• Task instructions: Omit images. Retype all entries verbatim.

[Items from a data source]
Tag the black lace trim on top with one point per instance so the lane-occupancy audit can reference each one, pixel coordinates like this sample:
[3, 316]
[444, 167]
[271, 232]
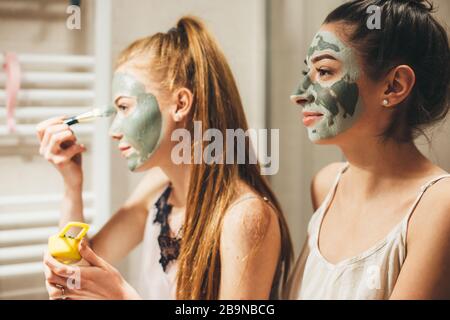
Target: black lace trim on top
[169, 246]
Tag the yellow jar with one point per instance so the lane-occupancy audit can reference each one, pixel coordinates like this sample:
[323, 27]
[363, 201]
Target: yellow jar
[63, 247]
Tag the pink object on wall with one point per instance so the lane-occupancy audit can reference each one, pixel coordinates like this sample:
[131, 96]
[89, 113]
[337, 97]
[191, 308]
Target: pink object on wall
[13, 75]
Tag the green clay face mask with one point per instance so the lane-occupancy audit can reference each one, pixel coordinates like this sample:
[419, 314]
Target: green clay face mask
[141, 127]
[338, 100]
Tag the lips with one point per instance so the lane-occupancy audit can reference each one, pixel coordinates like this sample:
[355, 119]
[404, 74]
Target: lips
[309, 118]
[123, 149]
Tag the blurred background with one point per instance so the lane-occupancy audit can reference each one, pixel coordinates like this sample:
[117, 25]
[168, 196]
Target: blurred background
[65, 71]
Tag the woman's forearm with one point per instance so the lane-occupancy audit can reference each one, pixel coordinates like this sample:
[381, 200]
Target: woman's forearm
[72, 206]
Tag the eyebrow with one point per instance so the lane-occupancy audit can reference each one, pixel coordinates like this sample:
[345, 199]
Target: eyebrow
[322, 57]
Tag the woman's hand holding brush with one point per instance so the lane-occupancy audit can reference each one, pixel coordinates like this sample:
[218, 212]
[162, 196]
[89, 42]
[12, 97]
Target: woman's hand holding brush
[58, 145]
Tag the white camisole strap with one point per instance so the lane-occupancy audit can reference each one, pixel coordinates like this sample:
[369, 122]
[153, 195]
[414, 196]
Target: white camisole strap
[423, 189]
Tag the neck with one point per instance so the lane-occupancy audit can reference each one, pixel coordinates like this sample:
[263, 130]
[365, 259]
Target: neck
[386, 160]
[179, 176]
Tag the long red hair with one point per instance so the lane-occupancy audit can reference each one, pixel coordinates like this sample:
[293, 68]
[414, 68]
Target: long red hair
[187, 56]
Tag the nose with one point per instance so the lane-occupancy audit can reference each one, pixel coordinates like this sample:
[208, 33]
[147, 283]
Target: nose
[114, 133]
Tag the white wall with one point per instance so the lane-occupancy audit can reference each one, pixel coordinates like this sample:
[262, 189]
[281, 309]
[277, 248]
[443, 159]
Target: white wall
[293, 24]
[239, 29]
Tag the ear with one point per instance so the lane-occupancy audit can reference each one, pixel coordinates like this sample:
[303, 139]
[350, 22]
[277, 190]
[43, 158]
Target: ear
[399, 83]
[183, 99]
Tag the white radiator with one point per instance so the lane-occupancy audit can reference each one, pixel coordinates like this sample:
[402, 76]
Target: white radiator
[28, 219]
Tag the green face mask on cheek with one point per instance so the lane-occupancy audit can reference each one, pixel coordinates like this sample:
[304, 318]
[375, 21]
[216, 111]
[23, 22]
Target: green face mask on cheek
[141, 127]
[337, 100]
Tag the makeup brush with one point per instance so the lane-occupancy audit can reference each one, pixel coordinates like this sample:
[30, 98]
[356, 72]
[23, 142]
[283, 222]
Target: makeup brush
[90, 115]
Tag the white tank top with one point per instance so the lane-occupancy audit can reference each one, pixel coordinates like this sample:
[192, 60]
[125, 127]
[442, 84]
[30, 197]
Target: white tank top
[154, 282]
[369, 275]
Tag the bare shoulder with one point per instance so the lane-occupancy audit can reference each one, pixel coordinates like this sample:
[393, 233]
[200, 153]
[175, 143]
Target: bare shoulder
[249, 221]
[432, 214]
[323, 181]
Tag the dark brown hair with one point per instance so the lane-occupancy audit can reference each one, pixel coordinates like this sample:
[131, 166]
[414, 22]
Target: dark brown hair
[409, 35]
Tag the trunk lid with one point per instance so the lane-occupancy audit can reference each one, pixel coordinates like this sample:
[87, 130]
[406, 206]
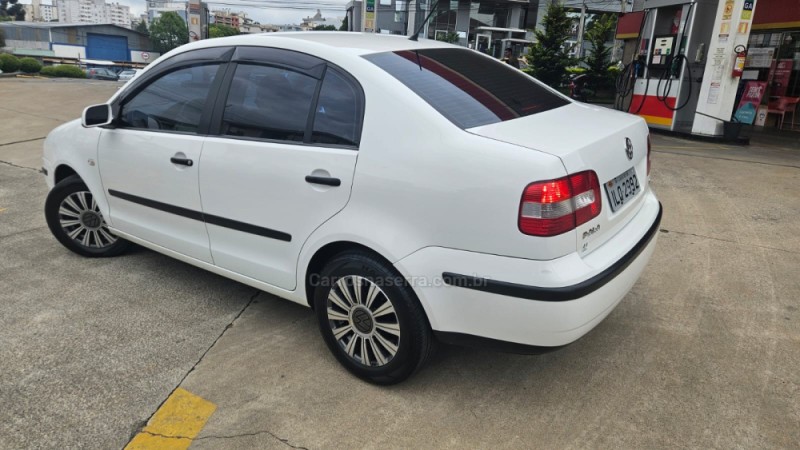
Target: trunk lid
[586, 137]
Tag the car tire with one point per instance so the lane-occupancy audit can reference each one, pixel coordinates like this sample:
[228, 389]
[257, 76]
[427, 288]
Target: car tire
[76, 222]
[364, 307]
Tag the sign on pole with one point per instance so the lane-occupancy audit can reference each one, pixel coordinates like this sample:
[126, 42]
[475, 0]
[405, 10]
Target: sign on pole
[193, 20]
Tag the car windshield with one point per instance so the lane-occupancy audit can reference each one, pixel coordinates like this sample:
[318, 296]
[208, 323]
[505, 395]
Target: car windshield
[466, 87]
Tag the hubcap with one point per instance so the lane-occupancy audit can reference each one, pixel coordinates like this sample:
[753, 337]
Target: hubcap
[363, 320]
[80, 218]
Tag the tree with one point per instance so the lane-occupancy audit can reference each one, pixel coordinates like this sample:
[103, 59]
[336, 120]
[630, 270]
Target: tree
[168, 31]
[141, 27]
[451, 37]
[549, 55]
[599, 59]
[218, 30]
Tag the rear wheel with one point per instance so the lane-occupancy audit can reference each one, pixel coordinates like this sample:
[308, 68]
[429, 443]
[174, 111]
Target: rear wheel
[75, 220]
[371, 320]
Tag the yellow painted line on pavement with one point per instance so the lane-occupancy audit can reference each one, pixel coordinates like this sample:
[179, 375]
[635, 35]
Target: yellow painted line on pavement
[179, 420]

• Solution to the exercise:
Tag the black lace trim on top with one point per instance so the lane-occupancy audit can reference each one, pixel coordinates like this sample:
[3, 316]
[444, 167]
[271, 232]
Target: black lace trim on top
[169, 246]
Tag the yellow jar with one point per instance so the lane-occupancy audit can reference each one, pixel coordinates like this sample:
[323, 27]
[363, 201]
Target: yellow jar
[63, 247]
Tag the pink object on wall with one point per instance so the lane-occupancy audit can reference each one, pixel coordinates like this sample:
[131, 96]
[89, 113]
[337, 97]
[191, 308]
Target: pink object on wall
[13, 75]
Tag the green clay face mask with one point per instance so the lane-occupancy audit can reference each one, pixel coordinates like this sample:
[419, 314]
Target: green clay face mask
[141, 127]
[338, 100]
Tag the lips with one point per instance so the lane-occupancy audit can reference each one, pixel coordinates like this sample:
[355, 119]
[404, 74]
Target: lips
[309, 118]
[123, 149]
Tag the blurred background with one point per instance so the lane-occupancy audit can reference each one, pixel coordinates like this sample:
[117, 25]
[168, 196]
Target: blurred background
[65, 71]
Tag the woman's forearm with one point per instance so the lane-occupancy audit can reference each one, pixel coordinates like this sample:
[381, 200]
Target: woman's forearm
[72, 206]
Tag the eyebrow with one point per instance so the lane-occupancy audit can reference each one, pixel coordinates like this sample:
[345, 199]
Target: eyebrow
[322, 57]
Tag the woman's hand holding brush with one point per instance so the lane-occupancy audit can reference each one, pixel coordinates like this sample:
[218, 212]
[162, 196]
[89, 42]
[12, 97]
Target: woman's hand holding brush
[58, 145]
Tag the white camisole strap with one point per instance so the lane-occupancy audit can reference each one, pixel coordinates like this sample:
[369, 122]
[153, 195]
[414, 196]
Target: white camisole strap
[423, 189]
Tag the neck with one point per instance so the lane-occupancy audit can reference each one, pixel coordinates like this sample:
[263, 130]
[365, 259]
Target: neck
[386, 160]
[179, 176]
Tag the long red hair with one point per instance so the lane-occupancy audit can reference each one, pixel coordinates like this sample:
[293, 68]
[414, 68]
Target: long red hair
[187, 56]
Tag the nose with one point per instance so the lane-occupancy audit can reference each one, pixel coordinates like this sample:
[208, 33]
[147, 283]
Target: nose
[114, 133]
Tag the white wall with one point per instance so the lane-occupancy audit can reference each one, pixel coordinates like this sample:
[262, 189]
[281, 309]
[277, 248]
[443, 159]
Target: white wall
[293, 24]
[239, 29]
Tag the ear with one point per instance so the lane-occupancy audit can reference each one, pixel coordinates like this sample:
[303, 139]
[350, 22]
[277, 190]
[43, 158]
Target: ear
[399, 83]
[183, 99]
Tag the white radiator with one point per instance so the lane-occupancy audit can reference each one, pixel coordinates like this sample:
[402, 76]
Target: white radiator
[28, 219]
Tag the green face mask on cheek with one point per instance so the lane-occupancy audit can reference each one, pixel coordinates like this sample:
[304, 318]
[375, 21]
[216, 111]
[23, 22]
Target: green face mask on cheek
[141, 127]
[337, 100]
Tag the makeup brush with one point per instance so the lane-occupancy audit can reference each one, pixel coordinates like this sample:
[30, 98]
[356, 72]
[23, 142]
[283, 222]
Target: makeup brush
[90, 115]
Tag the white tank top with one point per instance so the lane-occupancy audit can reference each one, pixel coordinates like this sample:
[192, 60]
[125, 127]
[442, 84]
[30, 197]
Target: white tank top
[154, 282]
[369, 275]
Tag the bare shoulder with one point per instance so the lane-occupancy audit can reference each one, pixel coordinates like this sample:
[393, 233]
[200, 153]
[175, 143]
Target: bare shoulder
[249, 221]
[432, 214]
[323, 181]
Tag the dark brown hair with one point per instance so the lane-occupancy audit can reference each one, pixel coordinates like this sample:
[131, 166]
[414, 22]
Target: dark brown hair
[409, 35]
Tag the trunk lid with one point per instance so the lane-occupancy audit can reference each one, pixel coordinates like this sample:
[87, 130]
[406, 206]
Target: trunk lid
[586, 137]
Tag the car tire with one point per instance so the lane-occupancy audit can reference each one, pixel coordinates like this sample:
[228, 389]
[257, 76]
[427, 288]
Target: car tire
[76, 222]
[364, 307]
Tag the sign on pole with one point per instance so the lane-occupancy audit can reference each one, pixel coordinates like this sample:
[126, 42]
[475, 0]
[405, 10]
Target: sign on pole
[193, 20]
Tag the car windshield with one point per instance so the lane-occupancy audit can reference each one, pixel coordinates like this sample:
[318, 296]
[208, 323]
[505, 395]
Target: car windshield
[466, 87]
Tag the hubcap with one point per instance so the lane-occupancy audit can reference each one, pixel coordinates like this sample:
[753, 337]
Target: hubcap
[363, 320]
[80, 218]
Tag the tree with one point per instance so the lane-occupancy audit can reference each one, pixel coordinates like this sample:
[103, 59]
[336, 120]
[630, 270]
Target: tree
[168, 31]
[141, 27]
[451, 37]
[549, 55]
[599, 59]
[218, 30]
Tag the rear wheel with one point per instance so the lane-occupancy audit can reference each one, pixel coordinates like this sample:
[308, 68]
[429, 443]
[174, 111]
Target: rear wheel
[75, 220]
[371, 320]
Tag the yellow painted line on pavement with one point per instance so the lane-occupancy audit can reference each one, pixel coordinates like this sample:
[179, 375]
[635, 35]
Target: yellow painted line on pavement
[179, 420]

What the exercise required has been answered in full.